» WHAT THE TASK ASKS
Count every line of the material that holds the string "bowtie". Respond with the total only.

» EXTRACTED RECORDS

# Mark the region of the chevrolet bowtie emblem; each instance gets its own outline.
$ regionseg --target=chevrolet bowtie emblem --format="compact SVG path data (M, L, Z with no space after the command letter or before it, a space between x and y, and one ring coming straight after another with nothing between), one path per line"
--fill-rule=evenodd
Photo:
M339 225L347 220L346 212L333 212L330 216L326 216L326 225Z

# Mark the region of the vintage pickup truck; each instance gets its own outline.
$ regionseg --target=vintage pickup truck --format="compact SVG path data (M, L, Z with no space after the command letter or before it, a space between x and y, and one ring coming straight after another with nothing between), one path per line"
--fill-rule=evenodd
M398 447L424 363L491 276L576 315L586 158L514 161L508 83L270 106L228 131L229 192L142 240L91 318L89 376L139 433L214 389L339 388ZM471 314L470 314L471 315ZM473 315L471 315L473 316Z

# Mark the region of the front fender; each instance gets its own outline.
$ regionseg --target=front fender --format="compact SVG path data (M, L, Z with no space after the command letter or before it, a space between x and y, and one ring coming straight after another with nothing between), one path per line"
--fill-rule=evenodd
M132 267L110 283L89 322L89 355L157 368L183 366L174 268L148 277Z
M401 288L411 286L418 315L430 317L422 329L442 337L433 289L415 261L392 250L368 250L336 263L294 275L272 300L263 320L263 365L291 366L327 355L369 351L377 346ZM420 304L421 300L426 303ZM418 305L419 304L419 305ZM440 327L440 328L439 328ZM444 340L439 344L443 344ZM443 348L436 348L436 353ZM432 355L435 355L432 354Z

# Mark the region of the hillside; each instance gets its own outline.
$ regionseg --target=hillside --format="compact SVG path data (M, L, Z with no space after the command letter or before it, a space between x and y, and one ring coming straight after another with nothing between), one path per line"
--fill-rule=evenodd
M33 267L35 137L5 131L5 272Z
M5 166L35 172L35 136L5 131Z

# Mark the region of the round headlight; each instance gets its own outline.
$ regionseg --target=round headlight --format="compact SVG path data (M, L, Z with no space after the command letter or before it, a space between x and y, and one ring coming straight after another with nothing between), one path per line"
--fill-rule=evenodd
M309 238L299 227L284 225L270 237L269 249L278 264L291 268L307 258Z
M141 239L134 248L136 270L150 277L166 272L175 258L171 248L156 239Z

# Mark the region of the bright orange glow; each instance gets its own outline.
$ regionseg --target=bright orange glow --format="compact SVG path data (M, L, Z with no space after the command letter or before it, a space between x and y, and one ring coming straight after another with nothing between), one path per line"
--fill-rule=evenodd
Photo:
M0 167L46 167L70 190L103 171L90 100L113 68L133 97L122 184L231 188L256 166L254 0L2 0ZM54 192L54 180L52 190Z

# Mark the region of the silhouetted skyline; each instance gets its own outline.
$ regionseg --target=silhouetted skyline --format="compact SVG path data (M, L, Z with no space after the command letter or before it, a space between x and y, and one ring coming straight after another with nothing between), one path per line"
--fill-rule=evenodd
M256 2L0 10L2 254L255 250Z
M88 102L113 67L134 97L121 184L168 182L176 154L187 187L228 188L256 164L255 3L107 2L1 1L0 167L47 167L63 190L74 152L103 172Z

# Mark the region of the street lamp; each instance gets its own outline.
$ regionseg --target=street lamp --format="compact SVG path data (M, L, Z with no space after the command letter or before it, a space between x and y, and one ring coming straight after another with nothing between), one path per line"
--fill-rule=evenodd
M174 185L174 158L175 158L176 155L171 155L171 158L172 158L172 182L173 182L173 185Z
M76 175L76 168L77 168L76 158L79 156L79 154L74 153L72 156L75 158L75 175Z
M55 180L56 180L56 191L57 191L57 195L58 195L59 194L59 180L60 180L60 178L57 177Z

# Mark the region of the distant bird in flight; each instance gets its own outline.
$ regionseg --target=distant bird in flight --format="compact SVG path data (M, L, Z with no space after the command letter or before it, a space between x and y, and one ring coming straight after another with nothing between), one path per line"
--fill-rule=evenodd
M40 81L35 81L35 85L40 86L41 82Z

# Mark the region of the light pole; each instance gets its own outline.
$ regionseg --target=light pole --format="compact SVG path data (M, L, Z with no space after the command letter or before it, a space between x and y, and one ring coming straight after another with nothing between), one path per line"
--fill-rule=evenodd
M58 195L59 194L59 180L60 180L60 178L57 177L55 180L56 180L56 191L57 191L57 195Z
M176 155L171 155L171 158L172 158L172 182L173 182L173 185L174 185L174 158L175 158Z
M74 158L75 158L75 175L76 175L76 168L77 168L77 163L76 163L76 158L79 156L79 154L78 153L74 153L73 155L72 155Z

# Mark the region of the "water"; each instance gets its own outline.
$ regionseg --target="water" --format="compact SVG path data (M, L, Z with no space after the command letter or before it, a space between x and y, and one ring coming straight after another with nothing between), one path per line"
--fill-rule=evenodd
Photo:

» RESULT FOR THIS TASK
2